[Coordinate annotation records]
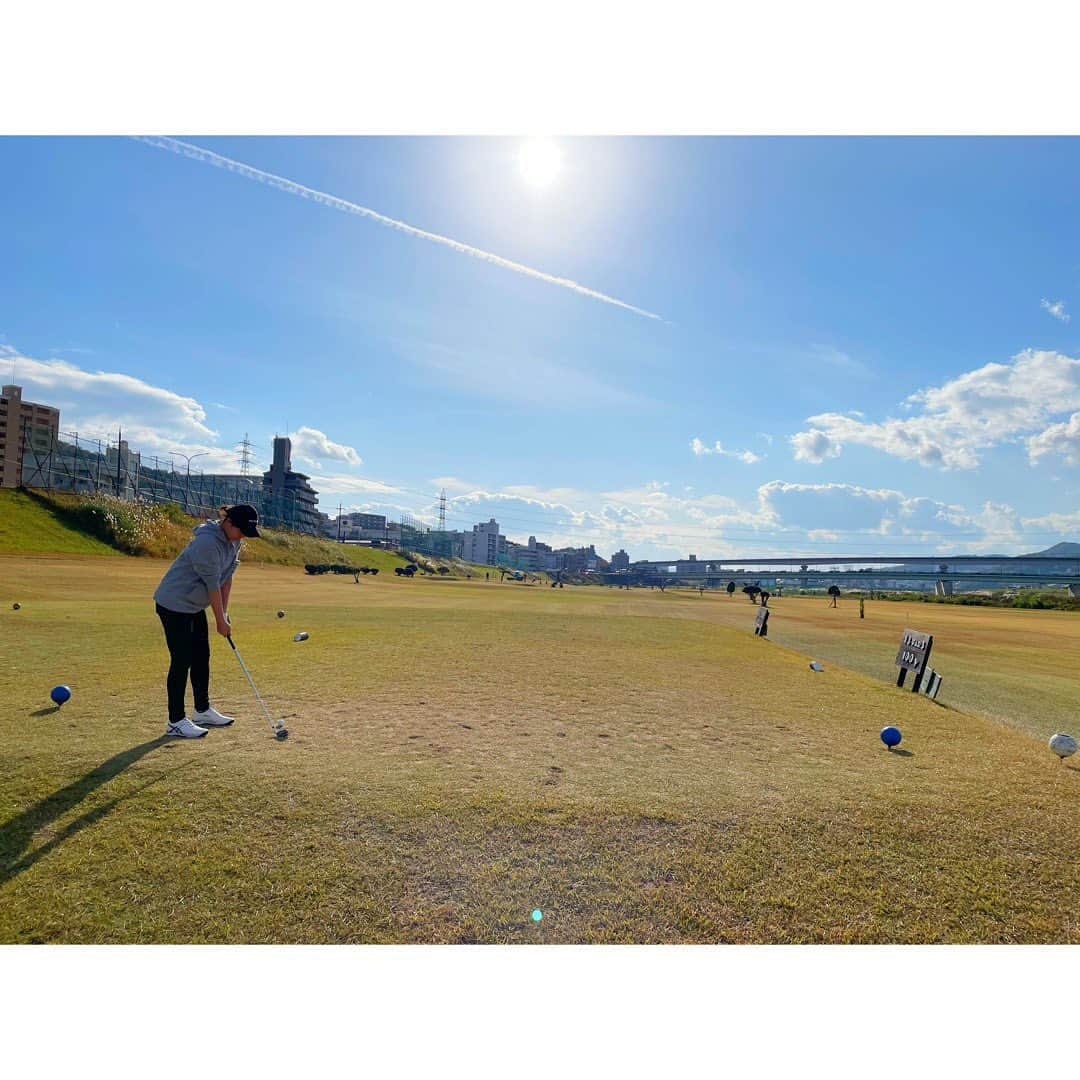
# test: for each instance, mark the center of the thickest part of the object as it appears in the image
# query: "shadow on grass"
(16, 834)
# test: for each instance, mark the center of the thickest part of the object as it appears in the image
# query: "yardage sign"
(913, 656)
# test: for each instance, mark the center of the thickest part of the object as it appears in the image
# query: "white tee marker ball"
(1063, 745)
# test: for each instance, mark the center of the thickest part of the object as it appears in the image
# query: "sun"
(540, 161)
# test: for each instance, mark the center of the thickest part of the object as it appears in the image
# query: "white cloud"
(700, 449)
(1062, 439)
(312, 445)
(993, 405)
(1056, 308)
(97, 404)
(199, 153)
(814, 446)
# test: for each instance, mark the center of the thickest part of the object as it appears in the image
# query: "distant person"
(200, 577)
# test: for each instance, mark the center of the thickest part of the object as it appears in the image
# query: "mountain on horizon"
(1066, 550)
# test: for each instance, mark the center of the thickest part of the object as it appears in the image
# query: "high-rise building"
(289, 499)
(484, 544)
(24, 426)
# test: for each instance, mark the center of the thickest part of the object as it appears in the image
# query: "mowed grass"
(1018, 666)
(462, 753)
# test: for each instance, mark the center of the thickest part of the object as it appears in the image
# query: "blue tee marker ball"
(890, 737)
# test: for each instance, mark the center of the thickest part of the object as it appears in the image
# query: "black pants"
(188, 640)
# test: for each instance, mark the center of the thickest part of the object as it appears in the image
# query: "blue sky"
(876, 333)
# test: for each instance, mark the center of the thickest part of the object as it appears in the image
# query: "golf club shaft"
(266, 712)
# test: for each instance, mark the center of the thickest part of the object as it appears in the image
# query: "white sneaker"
(185, 729)
(212, 718)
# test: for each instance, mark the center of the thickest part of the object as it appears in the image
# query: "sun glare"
(540, 161)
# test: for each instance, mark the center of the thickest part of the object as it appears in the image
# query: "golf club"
(277, 726)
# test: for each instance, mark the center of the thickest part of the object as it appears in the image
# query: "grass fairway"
(636, 765)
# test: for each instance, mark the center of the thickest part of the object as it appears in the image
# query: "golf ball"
(1063, 745)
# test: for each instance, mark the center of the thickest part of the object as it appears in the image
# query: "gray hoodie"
(207, 563)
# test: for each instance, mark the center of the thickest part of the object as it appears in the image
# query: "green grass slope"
(29, 526)
(57, 523)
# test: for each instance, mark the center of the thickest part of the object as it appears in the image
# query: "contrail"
(187, 150)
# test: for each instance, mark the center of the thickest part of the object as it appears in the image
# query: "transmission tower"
(245, 456)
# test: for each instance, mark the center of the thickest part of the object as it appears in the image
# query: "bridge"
(944, 571)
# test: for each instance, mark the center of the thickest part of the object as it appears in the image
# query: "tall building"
(24, 426)
(289, 499)
(484, 544)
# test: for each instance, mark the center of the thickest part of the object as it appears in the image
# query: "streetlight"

→ **Instruction**
Copy out all of the data word for word. Do not carry over any picture.

→ **Right answer**
# test: for each instance, mark the center of the thickest part of the object as it appears in the image
# query: "shadow on grass"
(16, 834)
# test: for each instance, mark the center of the thickest part of the object as it appears in the image
# query: "yardage sign"
(913, 656)
# test: for each instance, mark the center of the thickest part of the object as it appears in the image
# query: "white tee marker ball"
(1063, 745)
# test: for each instance, mark the center of the thickest part of the object as it appears in the image
# query: "sun"
(540, 161)
# test: for each instance, mark the center of the thickest part of the object as it appears in the image
# query: "white cloud"
(700, 449)
(1062, 439)
(312, 445)
(993, 405)
(1056, 308)
(97, 404)
(199, 153)
(814, 446)
# test: for each instance, mark the center of the thickest part of the object as it appears in the image
# query: "distant person"
(200, 577)
# test: for each instance, mark the center of the thickest part of the object as it appears in the image
# query: "mountain on horizon"
(1066, 550)
# test: for each instance, mark the center of the thickest part of the object as it appears in the image
# query: "high-rise building"
(289, 499)
(484, 544)
(24, 426)
# test: for each instance, mark the center of the thickest part of the object as it appears in the image
# query: "mowed grass"
(1018, 666)
(462, 753)
# test: for each instance, mark the center of the thickest part of the object as it appears in the image
# query: "blue tee marker ball"
(890, 737)
# test: for each instance, mark the center of the thickest part of the object as it appears in the image
# query: "black pants"
(188, 640)
# test: for each instance, mark the center of the thickest part of the object as it appears in the image
# query: "blue sky"
(876, 333)
# test: for each instance, mark the center of the thickest part of the object as it appears in the image
# query: "golf club shaft"
(266, 712)
# test: for each instance, mark the center of the thickest part of the object as it appears in the image
# query: "white sneaker"
(185, 729)
(212, 718)
# test: for each instance, mark the center of the thickest part of the object as it appears in the image
# query: "sun glare"
(540, 161)
# test: for each instance, mark the center of the thickest part of the object as it appears in the image
# query: "golf club"
(277, 726)
# test: for each instance, mark the center of the thickest part of the object as it appears in the image
# query: "grass fairway"
(636, 765)
# test: for each instance, mark the center of the thickest part of the object as it appears in the image
# query: "golf ball"
(1063, 745)
# test: for each instance, mark the center of the thickest part of the object as it appears in the image
# query: "gray hoodie"
(207, 563)
# test: for each instance, mark the center of the thickest part of the object as it appears in the image
# query: "green grass slope"
(29, 526)
(57, 523)
# test: for each instance, mark the center of the thickest part of the object as it appears in the image
# query: "contrail"
(187, 150)
# test: for each instance, mark the center of the thickest part of the object as it appears in the image
# query: "transmission tower"
(245, 456)
# test: for each instance, mark the center of the thickest part of the object as it appears in the image
# query: "bridge"
(944, 571)
# test: for each instance, mark the center of the thickest part of the object as it appears in the image
# query: "tall building"
(24, 426)
(289, 499)
(484, 544)
# test: for each instance, mark the center of the thickest part of the object as it appears in the image
# query: "streetlight"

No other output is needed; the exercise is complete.